> _GOALS_
A - According to the note on commitments, contingencies, and concentrations of credit risk, how much did the Company have in standby letters of credit outstanding at December 31, 2017?
B - Duplicate the part of the note on commitments, contingencies, and concentrations of credit risk that opens with the words containing "The Company is not" and closes with "of the Company.".

> _QUOTED PASSAGE_
==============================
XML 40 R21.htm IDEA: XBRL DOCUMENT v3.8.0.1
Commitments, Contingencies, and Concentrations of Credit Risk
12 Months Ended
Dec. 31, 2017
Commitments and Contingencies Disclosure [Abstract]  
Commitments, Contingencies, and Concentrations of Credit Risk

Note 13. Commitments, Contingencies, and Concentrations of Credit Risk

 

See Note 11 with respect to future obligations under noncancelable operating leases.

 

In the normal course of the Company’s business, there are various outstanding commitments and contingent liabilities such as commitments to extend credit that are not reflected in the financial statements. The following table presents the Company’s outstanding loan commitments at December 31, 2017.

 

($ in millions)            
             
Type of Commitment  Fixed Rate   Variable Rate   Total 
Outstanding closed-end loan commitments  $225    456    681 
Unfunded commitments on revolving lines of credit, credit cards and home equity loans   144    513    657 
     Total  $369    969    1,338 

 

At December 31, 2017 and 2016, the Company had $15.2 million and $12.7 million, respectively, in standby letters of credit outstanding. The Company has no carrying amount for these standby letters of credit at either of those dates. The nature of the standby letters of credit is a guarantee made on behalf of the Company’s customers to suppliers of the customers to guarantee payments owed to the supplier by the customer. The standby letters of credit are generally for terms for one year, at which time they may be renewed for another year if both parties agree. The payment of the guarantees would generally be triggered by a continued nonpayment of an obligation owed by the customer to the supplier. The maximum potential amount of future payments (undiscounted) the Company could be required to make under the guarantees in the event of nonperformance by the parties to whom credit or financial guarantees have been extended is represented by the contractual amount of the standby letter of credit. In the event that the Company is required to honor a standby letter of credit, a note, already executed with the customer, is triggered which provides repayment terms and any collateral. Over the past two years, the Company has only had to honor a few standby letters of credit, which have been or are being repaid by the borrower without any loss to the Company. Management expects any draws under existing commitments to be funded through normal operations.

 

The Company is not involved in any legal proceedings which, in management’s opinion, could have a material effect on the consolidated financial position of the Company.

 

The Bank grants primarily commercial and installment loans to customers throughout its market area, which consists of Anson, Beaufort, Bladen, Brunswick, Buncombe, Cabarrus, Carteret, Chatham, Columbus, Cumberland, Dare, Davidson, Duplin, Guilford, Harnett, Henderson, Hoke, Iredell, Lee, Madison, McDowell, Mecklenburg, Montgomery, Moore, New Hanover, Onslow, Pitt, Randolph, Richmond, Robeson, Rockingham, Rowan, Scotland, Stanly, Transylvania and Wake Counties in North Carolina, and Chesterfield, Dillon, and Florence Counties in South Carolina. The real estate loan portfolio can be affected by the condition of the local real estate market. The commercial and installment loan portfolios can be affected by local economic conditions.
==============================
> _DATASET EXCERPTS_
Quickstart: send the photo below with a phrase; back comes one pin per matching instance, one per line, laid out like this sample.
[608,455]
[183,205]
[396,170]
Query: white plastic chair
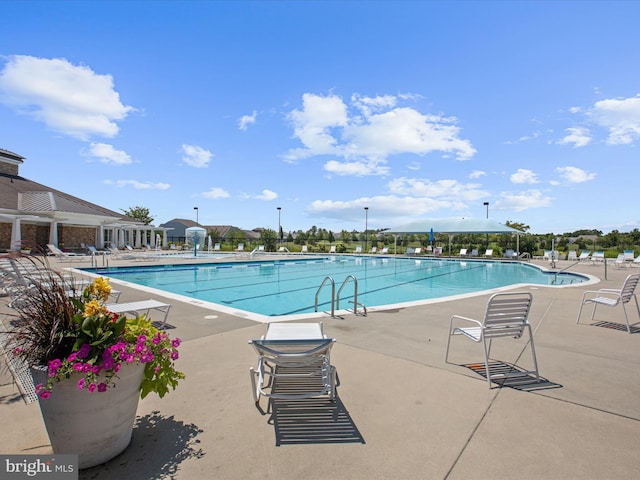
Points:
[293,363]
[610,297]
[506,315]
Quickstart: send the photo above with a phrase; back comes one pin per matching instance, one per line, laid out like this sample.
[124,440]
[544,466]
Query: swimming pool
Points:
[290,287]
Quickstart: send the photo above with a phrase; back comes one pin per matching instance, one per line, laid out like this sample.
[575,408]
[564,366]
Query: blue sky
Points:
[412,109]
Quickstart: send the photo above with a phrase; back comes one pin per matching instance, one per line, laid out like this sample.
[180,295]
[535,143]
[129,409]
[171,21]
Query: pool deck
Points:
[402,412]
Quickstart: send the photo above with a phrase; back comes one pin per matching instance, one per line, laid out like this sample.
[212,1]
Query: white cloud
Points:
[267,195]
[368,105]
[576,136]
[247,120]
[216,192]
[196,156]
[138,185]
[376,131]
[312,125]
[105,153]
[621,116]
[575,174]
[394,208]
[358,169]
[524,176]
[451,190]
[523,200]
[69,99]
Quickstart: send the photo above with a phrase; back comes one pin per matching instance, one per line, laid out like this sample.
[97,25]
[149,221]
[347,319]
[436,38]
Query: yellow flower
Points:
[94,307]
[101,288]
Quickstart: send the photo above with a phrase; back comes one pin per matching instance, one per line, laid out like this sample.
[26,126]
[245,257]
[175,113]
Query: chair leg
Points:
[254,388]
[533,353]
[626,318]
[486,359]
[580,312]
[446,356]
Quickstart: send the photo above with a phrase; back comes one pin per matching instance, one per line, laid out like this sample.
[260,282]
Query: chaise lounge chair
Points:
[609,297]
[56,252]
[293,363]
[134,308]
[585,256]
[506,315]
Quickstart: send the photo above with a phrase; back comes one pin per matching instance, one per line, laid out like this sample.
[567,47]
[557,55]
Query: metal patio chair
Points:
[506,315]
[610,297]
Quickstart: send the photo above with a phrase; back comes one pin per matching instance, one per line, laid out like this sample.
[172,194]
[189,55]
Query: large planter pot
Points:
[95,426]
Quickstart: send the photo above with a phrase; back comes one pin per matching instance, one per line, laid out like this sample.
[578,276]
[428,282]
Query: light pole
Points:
[279,227]
[366,227]
[486,204]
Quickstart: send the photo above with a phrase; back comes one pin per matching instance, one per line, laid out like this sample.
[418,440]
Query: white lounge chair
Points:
[610,297]
[506,315]
[134,308]
[56,252]
[620,261]
[585,256]
[293,363]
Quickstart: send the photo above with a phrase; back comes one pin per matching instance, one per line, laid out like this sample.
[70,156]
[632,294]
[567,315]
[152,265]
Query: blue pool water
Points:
[289,287]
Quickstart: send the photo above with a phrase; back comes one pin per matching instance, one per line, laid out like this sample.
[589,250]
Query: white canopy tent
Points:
[453,226]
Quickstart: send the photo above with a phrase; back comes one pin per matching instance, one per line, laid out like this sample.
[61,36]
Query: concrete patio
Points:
[402,412]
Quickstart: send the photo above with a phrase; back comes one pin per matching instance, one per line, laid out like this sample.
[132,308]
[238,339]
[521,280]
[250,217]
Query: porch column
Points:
[53,233]
[16,235]
[100,239]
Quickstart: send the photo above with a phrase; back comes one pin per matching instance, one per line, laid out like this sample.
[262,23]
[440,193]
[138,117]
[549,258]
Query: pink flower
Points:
[107,363]
[84,350]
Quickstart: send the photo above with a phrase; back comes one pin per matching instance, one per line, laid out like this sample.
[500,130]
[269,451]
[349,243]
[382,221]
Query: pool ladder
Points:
[335,299]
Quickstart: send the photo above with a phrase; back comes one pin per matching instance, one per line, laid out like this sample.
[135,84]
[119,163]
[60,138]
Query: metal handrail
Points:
[355,292]
[333,293]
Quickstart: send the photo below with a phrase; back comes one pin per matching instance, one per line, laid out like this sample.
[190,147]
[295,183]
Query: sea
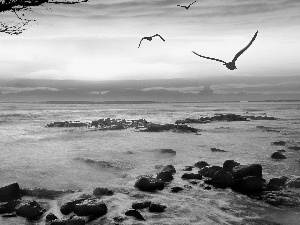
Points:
[81,159]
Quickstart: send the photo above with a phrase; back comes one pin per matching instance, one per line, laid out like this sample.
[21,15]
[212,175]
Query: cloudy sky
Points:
[98,40]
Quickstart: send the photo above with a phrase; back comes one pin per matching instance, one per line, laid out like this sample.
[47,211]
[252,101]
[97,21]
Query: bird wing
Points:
[219,60]
[244,49]
[141,41]
[157,35]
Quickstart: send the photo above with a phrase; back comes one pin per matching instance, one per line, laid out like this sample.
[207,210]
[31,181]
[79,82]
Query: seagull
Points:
[231,65]
[150,38]
[187,7]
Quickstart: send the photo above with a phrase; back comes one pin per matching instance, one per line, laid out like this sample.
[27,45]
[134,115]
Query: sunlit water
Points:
[39,157]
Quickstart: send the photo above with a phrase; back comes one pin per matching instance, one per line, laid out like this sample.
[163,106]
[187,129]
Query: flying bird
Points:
[150,38]
[231,65]
[186,7]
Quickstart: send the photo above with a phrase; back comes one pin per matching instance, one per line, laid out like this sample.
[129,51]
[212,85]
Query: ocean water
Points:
[80,159]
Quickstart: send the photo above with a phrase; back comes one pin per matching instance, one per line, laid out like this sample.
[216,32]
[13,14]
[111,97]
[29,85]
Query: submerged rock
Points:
[136,214]
[278,155]
[149,184]
[10,192]
[155,207]
[141,205]
[30,210]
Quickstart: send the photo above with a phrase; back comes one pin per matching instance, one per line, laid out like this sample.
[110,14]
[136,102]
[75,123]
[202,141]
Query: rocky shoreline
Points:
==============================
> _ANSWERS PROVIDED_
A - $15.2 million

B -
The Company is not involved in any legal proceedings which, in management’s opinion, could have a material effect on the consolidated financial position of the Company.